WHAT NEEDS TO BE DONE:
Determine the number of lines in these entries that hold the word "beak". Give the number and nothing more.

INFORMATION GIVEN:

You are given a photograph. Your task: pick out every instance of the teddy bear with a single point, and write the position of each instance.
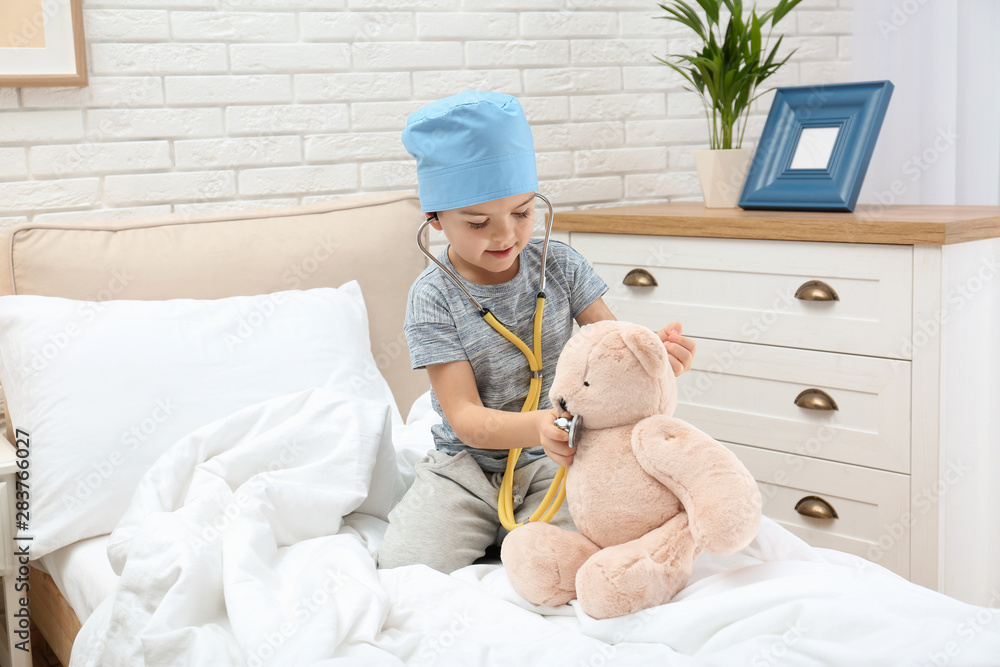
(647, 492)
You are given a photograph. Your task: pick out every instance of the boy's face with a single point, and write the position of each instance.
(487, 239)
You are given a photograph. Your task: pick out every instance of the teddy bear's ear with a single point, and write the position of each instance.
(648, 349)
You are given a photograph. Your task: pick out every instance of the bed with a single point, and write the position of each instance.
(221, 420)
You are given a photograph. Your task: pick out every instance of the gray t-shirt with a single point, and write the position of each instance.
(442, 325)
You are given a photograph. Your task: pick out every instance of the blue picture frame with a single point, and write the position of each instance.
(856, 110)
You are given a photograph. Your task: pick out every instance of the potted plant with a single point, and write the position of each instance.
(725, 72)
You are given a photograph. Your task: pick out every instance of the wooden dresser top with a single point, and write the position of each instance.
(901, 225)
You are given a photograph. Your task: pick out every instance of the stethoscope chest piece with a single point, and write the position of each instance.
(572, 426)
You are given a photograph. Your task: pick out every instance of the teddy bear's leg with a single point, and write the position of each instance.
(541, 561)
(639, 574)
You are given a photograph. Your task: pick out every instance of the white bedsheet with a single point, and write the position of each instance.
(287, 577)
(82, 571)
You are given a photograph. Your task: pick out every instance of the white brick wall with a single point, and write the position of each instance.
(210, 104)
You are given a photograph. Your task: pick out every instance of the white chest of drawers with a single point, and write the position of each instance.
(868, 406)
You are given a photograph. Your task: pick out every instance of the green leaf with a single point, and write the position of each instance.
(711, 8)
(684, 14)
(754, 39)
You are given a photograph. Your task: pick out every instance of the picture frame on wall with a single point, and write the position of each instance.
(815, 147)
(42, 43)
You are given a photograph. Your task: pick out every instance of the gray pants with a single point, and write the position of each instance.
(448, 517)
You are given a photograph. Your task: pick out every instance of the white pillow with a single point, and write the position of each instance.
(103, 388)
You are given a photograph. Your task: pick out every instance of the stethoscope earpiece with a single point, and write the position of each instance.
(557, 490)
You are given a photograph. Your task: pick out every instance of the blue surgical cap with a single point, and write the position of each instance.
(470, 148)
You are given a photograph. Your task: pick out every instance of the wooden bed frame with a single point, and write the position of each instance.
(365, 237)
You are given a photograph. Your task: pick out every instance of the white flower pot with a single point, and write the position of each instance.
(722, 173)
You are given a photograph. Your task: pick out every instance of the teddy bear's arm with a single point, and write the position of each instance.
(720, 496)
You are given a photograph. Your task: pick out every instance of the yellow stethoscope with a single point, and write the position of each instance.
(557, 490)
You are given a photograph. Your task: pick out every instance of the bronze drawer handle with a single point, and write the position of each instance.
(815, 399)
(816, 290)
(639, 278)
(816, 507)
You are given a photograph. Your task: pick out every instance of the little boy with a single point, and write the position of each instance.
(477, 178)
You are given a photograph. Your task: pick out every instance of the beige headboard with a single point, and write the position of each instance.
(367, 237)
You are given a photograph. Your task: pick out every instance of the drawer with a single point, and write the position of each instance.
(871, 505)
(744, 289)
(746, 393)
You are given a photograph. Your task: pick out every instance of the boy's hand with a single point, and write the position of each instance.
(554, 439)
(680, 348)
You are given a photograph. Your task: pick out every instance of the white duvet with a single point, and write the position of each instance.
(250, 542)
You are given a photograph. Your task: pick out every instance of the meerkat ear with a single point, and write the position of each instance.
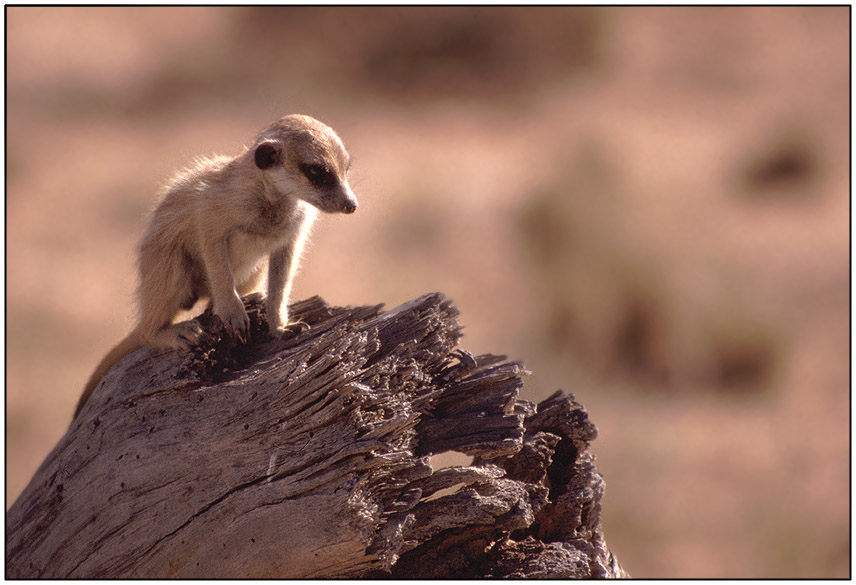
(268, 154)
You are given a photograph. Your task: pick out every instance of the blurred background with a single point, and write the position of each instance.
(649, 206)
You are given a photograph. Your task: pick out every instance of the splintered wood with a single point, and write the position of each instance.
(309, 456)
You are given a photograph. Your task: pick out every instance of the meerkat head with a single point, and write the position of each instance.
(303, 158)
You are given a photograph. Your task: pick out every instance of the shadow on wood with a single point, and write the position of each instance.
(309, 457)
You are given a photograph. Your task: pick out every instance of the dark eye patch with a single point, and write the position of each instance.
(319, 175)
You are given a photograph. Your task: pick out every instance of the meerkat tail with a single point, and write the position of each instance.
(123, 348)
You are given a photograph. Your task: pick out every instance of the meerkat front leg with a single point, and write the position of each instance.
(282, 265)
(224, 298)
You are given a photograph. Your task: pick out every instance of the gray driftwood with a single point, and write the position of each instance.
(309, 457)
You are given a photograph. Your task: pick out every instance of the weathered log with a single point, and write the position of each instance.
(310, 457)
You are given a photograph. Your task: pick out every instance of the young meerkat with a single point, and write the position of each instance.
(216, 224)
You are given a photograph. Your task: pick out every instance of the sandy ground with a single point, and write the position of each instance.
(648, 206)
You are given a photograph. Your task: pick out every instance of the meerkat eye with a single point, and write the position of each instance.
(319, 175)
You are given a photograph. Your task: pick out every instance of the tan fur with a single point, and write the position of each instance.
(217, 223)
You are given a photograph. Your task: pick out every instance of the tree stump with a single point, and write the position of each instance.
(309, 456)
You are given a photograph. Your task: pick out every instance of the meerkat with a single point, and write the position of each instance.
(215, 225)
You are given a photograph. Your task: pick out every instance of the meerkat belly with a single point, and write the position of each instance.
(248, 253)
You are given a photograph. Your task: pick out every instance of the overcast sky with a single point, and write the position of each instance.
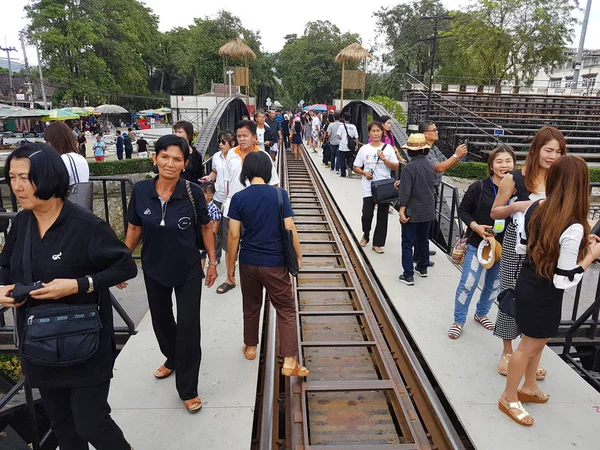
(283, 18)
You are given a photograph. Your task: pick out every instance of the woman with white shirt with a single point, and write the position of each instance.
(61, 138)
(346, 129)
(559, 250)
(374, 162)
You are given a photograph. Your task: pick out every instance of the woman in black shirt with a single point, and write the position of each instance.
(78, 257)
(474, 210)
(161, 213)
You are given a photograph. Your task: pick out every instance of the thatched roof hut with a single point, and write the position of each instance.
(236, 48)
(354, 52)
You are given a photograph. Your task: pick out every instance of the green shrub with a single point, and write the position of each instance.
(10, 367)
(468, 170)
(123, 167)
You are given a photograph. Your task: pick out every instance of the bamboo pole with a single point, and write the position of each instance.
(342, 95)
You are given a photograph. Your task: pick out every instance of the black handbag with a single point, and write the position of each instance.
(57, 334)
(198, 228)
(506, 302)
(383, 191)
(81, 194)
(291, 259)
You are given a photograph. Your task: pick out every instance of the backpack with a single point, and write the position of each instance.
(351, 140)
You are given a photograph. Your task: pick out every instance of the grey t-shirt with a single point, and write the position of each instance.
(435, 156)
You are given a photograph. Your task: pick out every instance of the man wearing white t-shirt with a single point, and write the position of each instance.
(374, 162)
(345, 129)
(246, 135)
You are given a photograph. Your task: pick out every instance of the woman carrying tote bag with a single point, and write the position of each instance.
(374, 162)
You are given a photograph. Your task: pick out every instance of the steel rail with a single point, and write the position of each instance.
(417, 413)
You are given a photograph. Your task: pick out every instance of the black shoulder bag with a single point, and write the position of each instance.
(291, 259)
(383, 191)
(81, 194)
(198, 228)
(56, 334)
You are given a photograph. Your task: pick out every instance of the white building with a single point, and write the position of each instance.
(560, 79)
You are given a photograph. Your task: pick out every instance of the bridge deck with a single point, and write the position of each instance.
(466, 369)
(150, 412)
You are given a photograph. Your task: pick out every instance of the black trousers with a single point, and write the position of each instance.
(345, 158)
(81, 416)
(179, 342)
(380, 234)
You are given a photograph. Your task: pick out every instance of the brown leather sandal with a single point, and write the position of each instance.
(248, 354)
(537, 396)
(297, 371)
(193, 405)
(162, 372)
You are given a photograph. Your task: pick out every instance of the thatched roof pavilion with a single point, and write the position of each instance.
(236, 48)
(353, 79)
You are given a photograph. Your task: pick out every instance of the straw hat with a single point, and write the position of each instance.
(416, 141)
(489, 252)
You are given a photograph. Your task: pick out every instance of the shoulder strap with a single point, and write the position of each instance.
(27, 273)
(73, 168)
(188, 188)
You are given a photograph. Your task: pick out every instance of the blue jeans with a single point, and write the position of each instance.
(415, 235)
(468, 283)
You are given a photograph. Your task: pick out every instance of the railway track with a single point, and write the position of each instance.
(366, 388)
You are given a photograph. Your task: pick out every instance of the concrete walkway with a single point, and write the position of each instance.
(466, 369)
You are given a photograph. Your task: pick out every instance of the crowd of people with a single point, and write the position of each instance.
(528, 236)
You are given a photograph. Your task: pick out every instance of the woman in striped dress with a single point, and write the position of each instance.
(516, 192)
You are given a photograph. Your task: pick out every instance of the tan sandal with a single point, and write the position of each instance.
(537, 396)
(249, 355)
(507, 408)
(297, 371)
(163, 372)
(193, 405)
(540, 374)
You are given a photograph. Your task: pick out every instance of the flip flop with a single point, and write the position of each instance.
(225, 287)
(193, 405)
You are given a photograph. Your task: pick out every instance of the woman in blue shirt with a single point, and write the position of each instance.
(262, 258)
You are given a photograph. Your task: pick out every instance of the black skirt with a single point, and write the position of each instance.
(539, 304)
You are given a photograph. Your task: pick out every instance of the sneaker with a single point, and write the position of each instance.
(407, 281)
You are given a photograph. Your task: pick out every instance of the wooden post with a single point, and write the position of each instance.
(247, 83)
(342, 95)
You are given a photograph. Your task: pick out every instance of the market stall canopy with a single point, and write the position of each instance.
(78, 111)
(110, 109)
(60, 114)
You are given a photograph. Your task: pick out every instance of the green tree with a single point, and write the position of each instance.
(306, 64)
(405, 34)
(92, 47)
(497, 40)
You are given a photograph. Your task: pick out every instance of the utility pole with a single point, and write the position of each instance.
(8, 49)
(28, 85)
(434, 38)
(37, 47)
(578, 59)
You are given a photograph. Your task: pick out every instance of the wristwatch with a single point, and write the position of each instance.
(90, 288)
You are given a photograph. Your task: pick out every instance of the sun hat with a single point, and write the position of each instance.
(489, 252)
(416, 141)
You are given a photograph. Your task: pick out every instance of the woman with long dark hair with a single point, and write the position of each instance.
(516, 192)
(559, 250)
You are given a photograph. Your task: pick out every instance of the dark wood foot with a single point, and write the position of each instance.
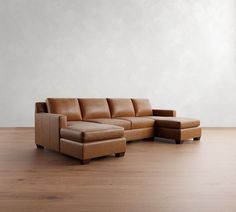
(121, 154)
(178, 141)
(83, 162)
(39, 146)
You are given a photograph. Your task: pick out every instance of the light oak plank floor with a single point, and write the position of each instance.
(155, 176)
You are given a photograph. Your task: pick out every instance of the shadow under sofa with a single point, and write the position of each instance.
(87, 128)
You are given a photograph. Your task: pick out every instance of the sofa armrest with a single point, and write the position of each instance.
(159, 112)
(47, 129)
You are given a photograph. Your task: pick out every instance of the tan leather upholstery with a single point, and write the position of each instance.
(83, 131)
(95, 149)
(175, 122)
(106, 126)
(137, 134)
(114, 121)
(159, 112)
(68, 107)
(121, 107)
(94, 108)
(142, 107)
(47, 129)
(139, 122)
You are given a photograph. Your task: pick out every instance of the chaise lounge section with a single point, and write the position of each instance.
(87, 128)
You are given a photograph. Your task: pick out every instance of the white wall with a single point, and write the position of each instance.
(180, 54)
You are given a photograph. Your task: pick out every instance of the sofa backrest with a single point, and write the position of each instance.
(142, 107)
(66, 106)
(94, 108)
(121, 107)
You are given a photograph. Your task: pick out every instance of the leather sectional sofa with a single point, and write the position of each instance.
(88, 128)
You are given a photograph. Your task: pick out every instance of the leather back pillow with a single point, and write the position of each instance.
(94, 108)
(66, 106)
(121, 107)
(142, 107)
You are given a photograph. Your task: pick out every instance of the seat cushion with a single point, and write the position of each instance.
(65, 106)
(118, 122)
(121, 107)
(94, 108)
(142, 107)
(139, 122)
(175, 122)
(82, 131)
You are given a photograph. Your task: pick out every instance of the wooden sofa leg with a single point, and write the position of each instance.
(83, 162)
(121, 154)
(178, 141)
(197, 138)
(39, 146)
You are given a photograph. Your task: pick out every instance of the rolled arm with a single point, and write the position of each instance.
(47, 129)
(160, 112)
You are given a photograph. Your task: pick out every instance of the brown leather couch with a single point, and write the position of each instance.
(88, 128)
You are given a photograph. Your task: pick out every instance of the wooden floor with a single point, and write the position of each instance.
(155, 176)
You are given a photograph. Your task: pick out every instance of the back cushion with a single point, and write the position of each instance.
(94, 108)
(142, 107)
(67, 107)
(121, 107)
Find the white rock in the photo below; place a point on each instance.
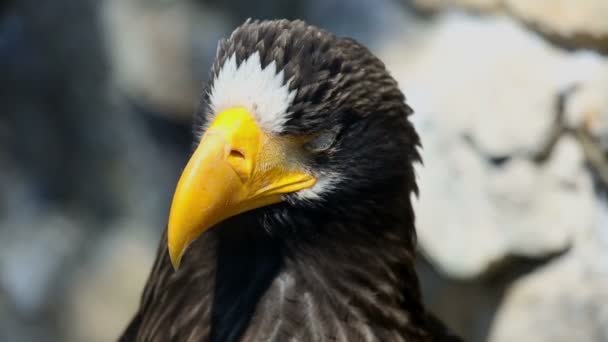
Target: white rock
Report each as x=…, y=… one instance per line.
x=486, y=88
x=566, y=301
x=564, y=17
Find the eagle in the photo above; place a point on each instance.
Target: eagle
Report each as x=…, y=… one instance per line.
x=292, y=220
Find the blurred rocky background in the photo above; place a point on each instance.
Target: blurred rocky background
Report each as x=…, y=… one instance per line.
x=511, y=100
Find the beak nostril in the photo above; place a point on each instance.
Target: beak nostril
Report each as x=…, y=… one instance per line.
x=236, y=154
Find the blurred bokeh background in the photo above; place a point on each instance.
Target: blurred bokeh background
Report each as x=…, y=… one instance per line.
x=511, y=100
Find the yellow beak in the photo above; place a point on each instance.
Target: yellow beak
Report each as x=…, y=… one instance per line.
x=235, y=168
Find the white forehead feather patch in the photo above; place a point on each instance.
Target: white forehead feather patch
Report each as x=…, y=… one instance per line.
x=262, y=91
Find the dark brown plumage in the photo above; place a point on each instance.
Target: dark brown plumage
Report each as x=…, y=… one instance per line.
x=339, y=267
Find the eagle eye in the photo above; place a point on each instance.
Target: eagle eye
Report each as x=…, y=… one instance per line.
x=321, y=142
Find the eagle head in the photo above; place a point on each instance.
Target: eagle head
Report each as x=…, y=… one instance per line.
x=295, y=123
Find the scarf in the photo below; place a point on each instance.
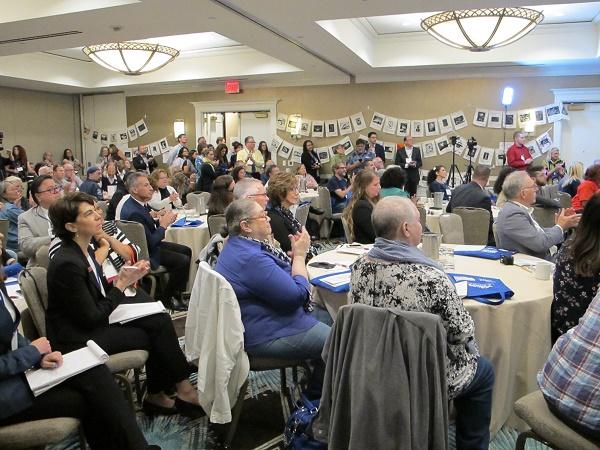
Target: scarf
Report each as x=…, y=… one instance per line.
x=398, y=251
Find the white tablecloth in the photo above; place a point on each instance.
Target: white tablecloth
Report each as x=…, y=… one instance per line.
x=514, y=336
x=195, y=238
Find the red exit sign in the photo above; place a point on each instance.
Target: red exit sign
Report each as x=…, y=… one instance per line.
x=232, y=87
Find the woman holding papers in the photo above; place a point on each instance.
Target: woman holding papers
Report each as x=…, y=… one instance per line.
x=80, y=302
x=92, y=396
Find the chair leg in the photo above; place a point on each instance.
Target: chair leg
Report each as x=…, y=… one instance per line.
x=235, y=415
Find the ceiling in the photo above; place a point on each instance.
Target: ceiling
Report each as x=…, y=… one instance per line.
x=277, y=43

WORKED SOLUTION:
4